··· DATA ···

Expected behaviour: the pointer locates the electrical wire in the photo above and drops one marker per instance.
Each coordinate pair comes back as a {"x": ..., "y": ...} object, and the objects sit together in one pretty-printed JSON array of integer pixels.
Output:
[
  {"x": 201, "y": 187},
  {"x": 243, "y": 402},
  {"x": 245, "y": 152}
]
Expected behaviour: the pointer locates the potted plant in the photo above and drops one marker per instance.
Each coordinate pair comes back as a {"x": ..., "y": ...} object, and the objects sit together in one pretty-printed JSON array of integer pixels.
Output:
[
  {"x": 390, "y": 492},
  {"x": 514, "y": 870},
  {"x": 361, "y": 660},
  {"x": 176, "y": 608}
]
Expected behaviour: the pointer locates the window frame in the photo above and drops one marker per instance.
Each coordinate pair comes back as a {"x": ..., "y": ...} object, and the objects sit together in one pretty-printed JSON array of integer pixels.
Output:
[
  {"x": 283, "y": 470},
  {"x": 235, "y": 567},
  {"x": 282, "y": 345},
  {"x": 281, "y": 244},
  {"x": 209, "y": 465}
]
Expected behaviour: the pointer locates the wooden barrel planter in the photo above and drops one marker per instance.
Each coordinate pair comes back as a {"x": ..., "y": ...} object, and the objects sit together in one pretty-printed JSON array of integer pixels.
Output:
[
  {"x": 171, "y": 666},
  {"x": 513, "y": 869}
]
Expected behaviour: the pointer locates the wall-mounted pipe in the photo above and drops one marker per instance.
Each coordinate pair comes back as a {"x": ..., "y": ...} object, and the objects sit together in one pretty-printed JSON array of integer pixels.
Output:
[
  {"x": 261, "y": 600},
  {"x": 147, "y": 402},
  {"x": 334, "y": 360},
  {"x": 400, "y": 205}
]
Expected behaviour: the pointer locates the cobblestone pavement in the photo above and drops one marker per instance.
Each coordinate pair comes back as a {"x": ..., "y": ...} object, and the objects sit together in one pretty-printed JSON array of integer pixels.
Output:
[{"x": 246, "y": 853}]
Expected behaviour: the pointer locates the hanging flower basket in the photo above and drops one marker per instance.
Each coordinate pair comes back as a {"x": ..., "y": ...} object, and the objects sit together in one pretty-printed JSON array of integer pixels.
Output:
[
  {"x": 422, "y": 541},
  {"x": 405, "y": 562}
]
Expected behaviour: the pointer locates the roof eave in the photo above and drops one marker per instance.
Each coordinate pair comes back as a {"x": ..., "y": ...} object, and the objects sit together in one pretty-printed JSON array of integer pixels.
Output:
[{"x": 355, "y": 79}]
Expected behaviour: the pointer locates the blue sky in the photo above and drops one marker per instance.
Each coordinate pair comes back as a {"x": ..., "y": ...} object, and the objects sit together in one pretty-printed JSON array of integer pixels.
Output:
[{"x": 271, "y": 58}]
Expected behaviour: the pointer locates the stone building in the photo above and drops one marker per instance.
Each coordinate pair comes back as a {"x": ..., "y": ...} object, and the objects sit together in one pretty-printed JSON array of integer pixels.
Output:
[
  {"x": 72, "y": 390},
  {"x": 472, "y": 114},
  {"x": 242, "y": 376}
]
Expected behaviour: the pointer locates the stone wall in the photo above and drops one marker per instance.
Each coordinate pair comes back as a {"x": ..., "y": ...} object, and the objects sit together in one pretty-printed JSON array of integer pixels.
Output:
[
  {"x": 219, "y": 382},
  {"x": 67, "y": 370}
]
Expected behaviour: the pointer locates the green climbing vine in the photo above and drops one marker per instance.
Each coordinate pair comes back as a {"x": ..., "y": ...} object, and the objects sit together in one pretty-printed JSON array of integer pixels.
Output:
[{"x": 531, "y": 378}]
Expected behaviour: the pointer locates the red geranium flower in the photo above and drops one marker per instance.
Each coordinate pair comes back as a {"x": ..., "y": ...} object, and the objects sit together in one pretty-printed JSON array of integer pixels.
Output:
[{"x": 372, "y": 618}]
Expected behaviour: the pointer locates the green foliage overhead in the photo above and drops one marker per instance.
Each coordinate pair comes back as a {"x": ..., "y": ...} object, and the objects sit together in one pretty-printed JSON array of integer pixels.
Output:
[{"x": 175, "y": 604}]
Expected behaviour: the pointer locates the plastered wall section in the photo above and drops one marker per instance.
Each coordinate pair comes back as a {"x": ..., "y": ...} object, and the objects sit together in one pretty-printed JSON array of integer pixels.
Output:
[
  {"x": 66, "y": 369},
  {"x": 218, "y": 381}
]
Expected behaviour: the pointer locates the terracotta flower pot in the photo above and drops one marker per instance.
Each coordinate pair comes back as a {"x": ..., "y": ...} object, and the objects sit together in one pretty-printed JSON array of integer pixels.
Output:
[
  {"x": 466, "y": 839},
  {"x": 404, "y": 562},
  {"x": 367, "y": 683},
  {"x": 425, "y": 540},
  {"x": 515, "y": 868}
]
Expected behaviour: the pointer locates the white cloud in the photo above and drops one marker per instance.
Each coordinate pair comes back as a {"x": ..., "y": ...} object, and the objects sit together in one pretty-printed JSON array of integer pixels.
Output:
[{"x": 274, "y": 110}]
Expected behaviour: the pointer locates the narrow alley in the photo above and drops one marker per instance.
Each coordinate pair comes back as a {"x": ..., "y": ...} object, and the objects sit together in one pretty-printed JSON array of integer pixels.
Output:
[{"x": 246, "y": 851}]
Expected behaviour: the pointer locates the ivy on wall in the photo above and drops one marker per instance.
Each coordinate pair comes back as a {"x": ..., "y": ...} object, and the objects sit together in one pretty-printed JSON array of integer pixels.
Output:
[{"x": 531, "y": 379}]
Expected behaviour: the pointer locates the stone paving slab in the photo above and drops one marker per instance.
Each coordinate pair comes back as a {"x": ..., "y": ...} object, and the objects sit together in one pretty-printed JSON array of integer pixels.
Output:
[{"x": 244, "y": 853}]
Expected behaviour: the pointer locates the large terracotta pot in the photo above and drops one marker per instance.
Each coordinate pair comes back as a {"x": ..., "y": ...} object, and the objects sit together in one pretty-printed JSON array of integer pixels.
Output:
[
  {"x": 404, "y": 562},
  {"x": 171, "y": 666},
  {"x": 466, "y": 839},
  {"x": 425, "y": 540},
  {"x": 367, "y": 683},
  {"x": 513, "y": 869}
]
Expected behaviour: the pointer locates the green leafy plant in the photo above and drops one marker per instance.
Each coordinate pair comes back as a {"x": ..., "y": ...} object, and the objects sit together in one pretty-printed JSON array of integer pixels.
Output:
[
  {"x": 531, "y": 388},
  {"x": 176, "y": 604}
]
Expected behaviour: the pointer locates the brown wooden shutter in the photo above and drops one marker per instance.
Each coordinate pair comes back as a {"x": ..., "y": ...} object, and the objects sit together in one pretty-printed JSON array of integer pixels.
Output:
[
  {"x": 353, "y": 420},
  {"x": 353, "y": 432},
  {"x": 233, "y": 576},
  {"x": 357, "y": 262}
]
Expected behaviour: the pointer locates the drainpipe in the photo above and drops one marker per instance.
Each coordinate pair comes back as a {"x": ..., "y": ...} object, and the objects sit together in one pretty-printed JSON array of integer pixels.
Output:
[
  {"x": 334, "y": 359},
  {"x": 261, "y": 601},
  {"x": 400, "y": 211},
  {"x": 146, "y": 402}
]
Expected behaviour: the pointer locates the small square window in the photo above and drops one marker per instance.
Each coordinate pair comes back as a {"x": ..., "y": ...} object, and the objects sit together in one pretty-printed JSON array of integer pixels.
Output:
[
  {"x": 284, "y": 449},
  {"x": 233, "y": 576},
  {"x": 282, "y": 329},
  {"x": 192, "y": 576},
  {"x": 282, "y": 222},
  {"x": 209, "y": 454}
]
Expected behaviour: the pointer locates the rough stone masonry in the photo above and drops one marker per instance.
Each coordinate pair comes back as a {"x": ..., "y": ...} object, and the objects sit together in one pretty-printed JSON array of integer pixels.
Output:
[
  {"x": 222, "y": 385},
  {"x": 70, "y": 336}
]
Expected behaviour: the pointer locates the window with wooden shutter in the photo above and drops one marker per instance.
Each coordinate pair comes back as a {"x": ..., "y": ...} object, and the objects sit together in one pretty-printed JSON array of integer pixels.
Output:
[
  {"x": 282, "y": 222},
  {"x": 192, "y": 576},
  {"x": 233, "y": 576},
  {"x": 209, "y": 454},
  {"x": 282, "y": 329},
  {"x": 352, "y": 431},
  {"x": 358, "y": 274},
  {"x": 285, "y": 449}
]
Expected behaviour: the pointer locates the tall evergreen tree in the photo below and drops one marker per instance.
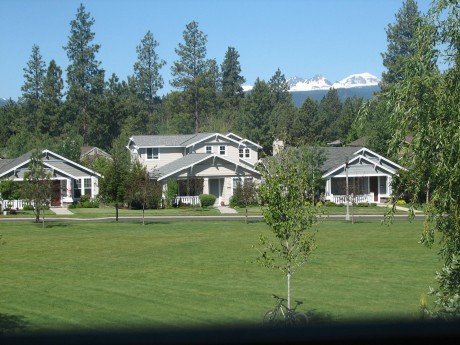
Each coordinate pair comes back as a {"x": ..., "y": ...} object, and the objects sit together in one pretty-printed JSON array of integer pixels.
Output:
[
  {"x": 232, "y": 81},
  {"x": 51, "y": 106},
  {"x": 189, "y": 70},
  {"x": 32, "y": 89},
  {"x": 255, "y": 118},
  {"x": 399, "y": 37},
  {"x": 85, "y": 79},
  {"x": 147, "y": 70}
]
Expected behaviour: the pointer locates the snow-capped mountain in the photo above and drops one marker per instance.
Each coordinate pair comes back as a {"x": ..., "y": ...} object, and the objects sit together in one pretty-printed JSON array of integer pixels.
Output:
[
  {"x": 357, "y": 80},
  {"x": 319, "y": 82}
]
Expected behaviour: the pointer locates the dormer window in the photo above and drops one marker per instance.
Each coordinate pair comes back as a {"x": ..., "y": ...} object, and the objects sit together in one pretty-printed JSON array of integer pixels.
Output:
[
  {"x": 245, "y": 153},
  {"x": 153, "y": 153}
]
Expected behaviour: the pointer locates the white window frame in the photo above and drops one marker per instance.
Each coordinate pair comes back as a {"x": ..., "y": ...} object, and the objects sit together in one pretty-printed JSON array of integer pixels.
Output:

···

** YOUR GOAL **
The first line of the listing above through the line containing "Expected behaviour: the pointer locates the window frame": print exactly that, both ends included.

** COMPLETED EXERCISE **
Expected behaviour: the pointer locates the electrical wire in the photo above and drops one marker per instance.
Each coordinate pair comes back as a {"x": ..., "y": ...} object, and the objects sit together in one pretty-printed JSON array of integer pixels.
Output:
[
  {"x": 201, "y": 187},
  {"x": 243, "y": 402},
  {"x": 245, "y": 152}
]
Expected behaviour: the pointer locates the potted plant in the photo above and drops one marker per instance.
Each coordinate pair comes back as a {"x": ..., "y": ...} object, and the objects sit together in one pretty-printed JSON array of integer pixels.
Output:
[
  {"x": 390, "y": 492},
  {"x": 514, "y": 870},
  {"x": 361, "y": 660},
  {"x": 176, "y": 608}
]
Expected behaviour: the pointer locates the window frame in the photo above and drops one marker per instance.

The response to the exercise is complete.